* Extracted records *

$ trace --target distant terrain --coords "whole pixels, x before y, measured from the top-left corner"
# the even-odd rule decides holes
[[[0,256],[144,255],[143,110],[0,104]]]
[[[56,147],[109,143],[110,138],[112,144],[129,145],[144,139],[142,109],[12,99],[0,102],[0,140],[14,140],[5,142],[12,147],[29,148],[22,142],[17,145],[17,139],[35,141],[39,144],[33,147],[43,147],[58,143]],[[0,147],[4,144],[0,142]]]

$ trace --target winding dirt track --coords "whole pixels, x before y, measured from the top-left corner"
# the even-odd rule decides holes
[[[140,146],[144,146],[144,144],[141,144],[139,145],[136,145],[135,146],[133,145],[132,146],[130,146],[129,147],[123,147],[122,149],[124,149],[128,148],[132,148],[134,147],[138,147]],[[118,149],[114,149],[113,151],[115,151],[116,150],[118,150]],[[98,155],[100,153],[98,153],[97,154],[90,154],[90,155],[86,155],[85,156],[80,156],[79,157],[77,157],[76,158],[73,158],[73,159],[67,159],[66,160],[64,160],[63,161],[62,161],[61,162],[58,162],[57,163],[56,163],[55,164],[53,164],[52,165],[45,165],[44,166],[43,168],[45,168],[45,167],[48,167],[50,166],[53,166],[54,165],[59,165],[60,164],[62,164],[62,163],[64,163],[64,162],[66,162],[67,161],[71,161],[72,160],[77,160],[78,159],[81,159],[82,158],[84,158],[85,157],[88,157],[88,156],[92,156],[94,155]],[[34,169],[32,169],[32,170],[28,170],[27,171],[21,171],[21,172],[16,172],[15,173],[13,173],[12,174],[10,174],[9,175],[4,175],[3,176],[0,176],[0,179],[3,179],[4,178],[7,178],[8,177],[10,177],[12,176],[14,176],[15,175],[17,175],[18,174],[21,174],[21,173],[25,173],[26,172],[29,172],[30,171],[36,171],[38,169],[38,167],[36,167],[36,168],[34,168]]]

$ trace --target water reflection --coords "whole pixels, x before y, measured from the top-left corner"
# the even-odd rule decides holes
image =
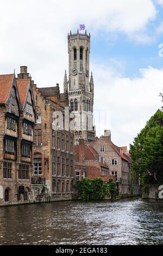
[[[0,244],[163,244],[162,213],[142,199],[0,208]]]

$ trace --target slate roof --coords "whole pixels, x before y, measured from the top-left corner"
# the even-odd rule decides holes
[[[79,147],[80,145],[74,146],[75,156],[74,160],[79,161]],[[108,167],[102,161],[99,161],[97,157],[98,155],[95,149],[90,145],[84,145],[84,160],[96,160],[99,162],[101,167],[108,169]]]
[[[0,103],[5,103],[7,101],[14,74],[0,75]]]
[[[59,92],[59,88],[57,86],[52,87],[39,88],[39,91],[43,96],[56,96]]]
[[[30,79],[23,79],[22,80],[16,80],[18,94],[20,98],[21,103],[23,107],[27,97],[28,88],[30,84]]]

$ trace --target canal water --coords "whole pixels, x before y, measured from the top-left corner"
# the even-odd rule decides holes
[[[163,245],[163,202],[65,202],[0,208],[1,245]]]

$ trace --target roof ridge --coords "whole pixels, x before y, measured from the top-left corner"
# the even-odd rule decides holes
[[[117,146],[116,145],[115,145],[112,141],[111,141],[111,143],[112,147],[114,147],[114,149],[116,151],[118,155],[119,155],[119,156],[121,156],[121,158],[123,159],[124,160],[128,162],[128,160],[125,157],[125,156],[123,155],[123,154],[121,154],[121,153],[119,152],[118,150],[117,150],[117,149],[116,148],[119,148],[119,149],[120,149],[121,148]]]

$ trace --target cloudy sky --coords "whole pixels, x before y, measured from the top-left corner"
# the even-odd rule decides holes
[[[129,145],[161,106],[163,0],[1,0],[0,10],[0,73],[27,65],[38,86],[61,91],[67,33],[85,25],[98,136],[111,129]]]

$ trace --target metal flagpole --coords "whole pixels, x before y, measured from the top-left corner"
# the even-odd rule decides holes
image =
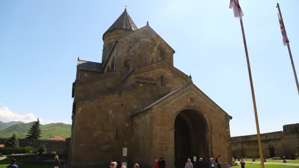
[[[253,103],[253,108],[254,109],[254,116],[255,116],[255,123],[256,124],[256,130],[258,135],[258,141],[259,143],[259,149],[260,150],[260,158],[261,159],[261,165],[262,166],[262,168],[264,168],[264,155],[263,154],[263,147],[262,146],[262,141],[261,140],[261,135],[260,134],[260,126],[259,125],[259,119],[258,118],[258,113],[256,108],[256,104],[255,102],[255,96],[254,94],[254,89],[253,89],[252,77],[251,76],[250,63],[249,63],[249,57],[248,56],[248,52],[247,49],[246,38],[245,38],[245,33],[244,32],[244,28],[243,27],[243,21],[242,21],[242,19],[241,18],[240,18],[240,24],[241,24],[241,28],[242,28],[242,34],[243,34],[244,47],[245,47],[245,53],[246,54],[246,59],[247,60],[247,65],[248,68],[248,74],[249,75],[249,80],[250,81],[250,86],[251,86],[251,94],[252,95],[252,101]]]
[[[286,31],[286,28],[284,27],[284,24],[283,23],[283,20],[282,20],[282,16],[281,16],[281,12],[280,12],[280,8],[279,7],[279,4],[277,3],[277,6],[276,7],[278,8],[278,12],[279,12],[279,16],[280,17],[280,20],[281,20],[281,24],[282,25],[282,27],[283,27],[283,29],[284,29],[284,32],[285,33],[285,35],[287,35],[287,32]],[[288,43],[288,50],[289,50],[289,54],[290,55],[290,58],[291,59],[291,63],[292,63],[292,66],[293,67],[293,71],[294,72],[294,75],[295,76],[295,81],[296,81],[296,84],[297,85],[297,89],[298,90],[298,94],[299,94],[299,83],[298,83],[298,78],[297,78],[297,74],[296,74],[296,70],[295,69],[295,66],[294,64],[294,61],[293,61],[293,56],[292,56],[292,53],[291,52],[291,48],[290,48],[290,44]]]

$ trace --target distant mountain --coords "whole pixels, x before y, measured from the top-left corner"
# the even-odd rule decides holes
[[[25,138],[34,122],[19,123],[0,130],[0,137],[9,138],[15,134],[18,138]],[[71,136],[71,125],[62,123],[40,125],[41,130],[41,139],[48,139],[52,136],[59,136],[64,138]]]
[[[3,122],[0,121],[0,130],[4,129],[6,128],[8,128],[12,125],[20,123],[24,123],[24,122],[21,121],[10,121],[8,122]]]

* Task instructions *
Lay out every line from the start of the entries through the line containing "[[[0,256],[144,255],[143,110],[0,104]]]", inclusive, as a Markdown table with the columns Row and Line. Put a running number in Row and leave out blank lines.

* Solved problem *
| Row | Line |
|---|---|
| 1 | $ trace --target distant terrain --coords "whole pixels, x before y, measured from the top-left corner" |
| 2 | # the even-odd rule decides holes |
| 3 | [[[0,256],[144,255],[143,110],[0,104]]] |